━━━━━ Testo fornito ━━━━━

Migliorare il collegamento tra la valutazione dello stato di disabilità e la valutazione dei bisogni. Nell’attuale struttura di valutazione, non solo le valutazioni dello stato di disabilità e dei bisogni sono frammentate, ma non c’è nemmeno un collegamento tra le due. In un sistema più efficace ed efficiente, la valutazione dello stato di disabilità fornirebbe un input significativo per la successiva valutazione dei bisogni, e le informazioni raccolte nella valutazione di base verrebbero condivise con le autorità responsabili della valutazione dei bisogni. Un approccio di questo tipo richiede la raccolta e la condivisione dei dati in modo sistematico e, idealmente, elettronico. In questo modo, le persone la cui situazione viene valutata non dovranno fornire ripetutamente le stesse informazioni. Superare la frammentazione delle valutazioni dello stato di disabilità e dei bisogni faciliterà il flusso di informazioni tra le autorità di valutazione responsabili. I dati non solo dovrebbero essere condivisi, ma alcuni di essi dovrebbero anche essere resi disponibili al pubblico, per favorire la trasparenza e promuovere un dibattito pubblico obiettivo. Ad esempio, i rapporti periodici sul numero di persone che richiedono e ricevono uno stato di disabilità, per età, sesso e regione, potrebbero fornire prove aggiornate sull’attuazione della legislazione in tutta Italia.

Riconsiderare il cambiamento previsto nella struttura di governance per la valutazione della disabilità. Con la riforma costituzionale in Italia, circa 20 anni fa, è stata devoluta alle regioni una maggiore responsabilità per l’accertamento dello stato di disabilità, anche se la decisione finale è rimasta all’INPS e alcune regioni, o province, hanno scelto di delegare la loro nuova responsabilità all’INPS. La legge delega prevede un cambiamento nella struttura di governance, nominando un’unica entità che gestisca le valutazioni dello stato di disabilità in tutto il Paese in modo coerente. È discutibile se questa sia la risposta migliore alla grande differenza tra le regioni nella percentuale di persone in età lavorativa che richiedono una valutazione dello stato di disabilità – un fenomeno legato alle grandi differenze regionali nello stato dell’economia e del mercato del lavoro. Un’alternativa alla ricentralizzazione delle valutazioni della disabilità sarebbe il rafforzamento della capacità delle regioni, soprattutto perché le regioni continueranno ad avere responsabilità fondamentali in settori come la salute e i servizi sociali. Mantenere la valutazione dello stato di disabilità nelle mani delle regioni, almeno in una certa misura, faciliterebbe la riforma strutturale e impedirebbe un’ulteriore disconnessione tra lo stato di disabilità e la valutazione dei bisogni.

━━━━━

■ Compito
Secondo il testo fornito, a chi è rimasta la decisione finale sullo stato di disabilità dopo la riforma costituzionale?

━━━━━ Dati ━━━━━

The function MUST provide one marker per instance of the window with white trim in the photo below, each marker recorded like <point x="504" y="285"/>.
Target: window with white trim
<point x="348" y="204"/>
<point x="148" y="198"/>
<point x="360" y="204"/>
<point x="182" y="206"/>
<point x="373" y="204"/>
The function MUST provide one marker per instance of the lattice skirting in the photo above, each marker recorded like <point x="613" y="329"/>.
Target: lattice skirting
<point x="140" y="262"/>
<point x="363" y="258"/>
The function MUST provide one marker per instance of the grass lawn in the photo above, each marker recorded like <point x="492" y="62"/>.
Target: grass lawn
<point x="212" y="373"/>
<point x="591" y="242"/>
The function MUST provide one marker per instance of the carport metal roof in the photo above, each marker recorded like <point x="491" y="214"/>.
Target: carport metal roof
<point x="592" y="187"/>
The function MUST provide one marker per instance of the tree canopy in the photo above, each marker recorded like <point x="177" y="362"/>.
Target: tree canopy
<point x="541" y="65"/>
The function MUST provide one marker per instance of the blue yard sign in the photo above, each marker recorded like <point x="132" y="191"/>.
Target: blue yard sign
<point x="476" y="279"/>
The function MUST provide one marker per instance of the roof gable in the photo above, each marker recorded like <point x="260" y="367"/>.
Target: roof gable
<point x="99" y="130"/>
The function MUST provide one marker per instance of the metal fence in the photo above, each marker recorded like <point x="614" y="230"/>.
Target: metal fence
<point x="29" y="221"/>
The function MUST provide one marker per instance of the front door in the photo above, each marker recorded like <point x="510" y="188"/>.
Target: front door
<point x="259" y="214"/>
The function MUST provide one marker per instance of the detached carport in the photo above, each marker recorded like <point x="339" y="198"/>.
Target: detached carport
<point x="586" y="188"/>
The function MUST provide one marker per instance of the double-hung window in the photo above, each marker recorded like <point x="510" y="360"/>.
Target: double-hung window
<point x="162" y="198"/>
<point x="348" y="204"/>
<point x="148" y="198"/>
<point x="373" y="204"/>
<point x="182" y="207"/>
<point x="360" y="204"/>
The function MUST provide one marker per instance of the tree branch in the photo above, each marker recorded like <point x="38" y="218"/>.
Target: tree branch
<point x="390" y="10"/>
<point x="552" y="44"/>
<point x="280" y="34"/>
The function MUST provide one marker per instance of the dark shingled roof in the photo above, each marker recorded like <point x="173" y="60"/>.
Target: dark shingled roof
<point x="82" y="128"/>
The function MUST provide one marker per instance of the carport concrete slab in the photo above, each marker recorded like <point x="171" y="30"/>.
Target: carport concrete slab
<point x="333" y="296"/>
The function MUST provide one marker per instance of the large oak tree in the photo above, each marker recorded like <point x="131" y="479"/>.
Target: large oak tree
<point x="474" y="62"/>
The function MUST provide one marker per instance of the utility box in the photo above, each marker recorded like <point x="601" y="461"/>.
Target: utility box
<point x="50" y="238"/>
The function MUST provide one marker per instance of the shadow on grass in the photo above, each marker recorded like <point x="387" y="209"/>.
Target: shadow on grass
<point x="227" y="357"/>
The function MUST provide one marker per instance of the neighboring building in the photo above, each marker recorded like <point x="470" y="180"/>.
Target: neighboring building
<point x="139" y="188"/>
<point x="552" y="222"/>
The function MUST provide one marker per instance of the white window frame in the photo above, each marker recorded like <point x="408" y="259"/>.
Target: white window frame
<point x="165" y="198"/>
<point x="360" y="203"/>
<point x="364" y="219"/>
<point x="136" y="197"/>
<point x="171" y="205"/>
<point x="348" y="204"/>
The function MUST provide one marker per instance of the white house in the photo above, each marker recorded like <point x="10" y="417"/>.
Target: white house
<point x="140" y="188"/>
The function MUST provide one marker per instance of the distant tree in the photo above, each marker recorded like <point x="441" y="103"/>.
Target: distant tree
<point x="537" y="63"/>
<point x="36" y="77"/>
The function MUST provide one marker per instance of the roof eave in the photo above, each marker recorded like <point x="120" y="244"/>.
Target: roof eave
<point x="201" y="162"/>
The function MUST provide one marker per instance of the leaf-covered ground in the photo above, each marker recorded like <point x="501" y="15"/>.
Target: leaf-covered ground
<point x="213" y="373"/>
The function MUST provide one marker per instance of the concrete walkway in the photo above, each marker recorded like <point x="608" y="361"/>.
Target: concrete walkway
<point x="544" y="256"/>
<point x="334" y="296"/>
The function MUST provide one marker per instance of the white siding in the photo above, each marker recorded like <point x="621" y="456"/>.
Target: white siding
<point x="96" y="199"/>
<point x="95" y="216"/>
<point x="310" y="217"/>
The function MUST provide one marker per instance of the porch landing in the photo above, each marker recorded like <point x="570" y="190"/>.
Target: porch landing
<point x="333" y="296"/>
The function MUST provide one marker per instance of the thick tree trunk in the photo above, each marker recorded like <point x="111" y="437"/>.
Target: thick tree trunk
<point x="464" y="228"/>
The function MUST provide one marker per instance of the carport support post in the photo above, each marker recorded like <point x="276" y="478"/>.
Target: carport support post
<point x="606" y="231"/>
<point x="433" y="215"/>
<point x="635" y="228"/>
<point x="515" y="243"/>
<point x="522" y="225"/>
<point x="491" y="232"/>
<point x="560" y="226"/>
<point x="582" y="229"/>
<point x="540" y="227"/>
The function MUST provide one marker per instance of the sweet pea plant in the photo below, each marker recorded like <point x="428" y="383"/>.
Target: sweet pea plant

━━━━━

■ Risposta
All'INPS.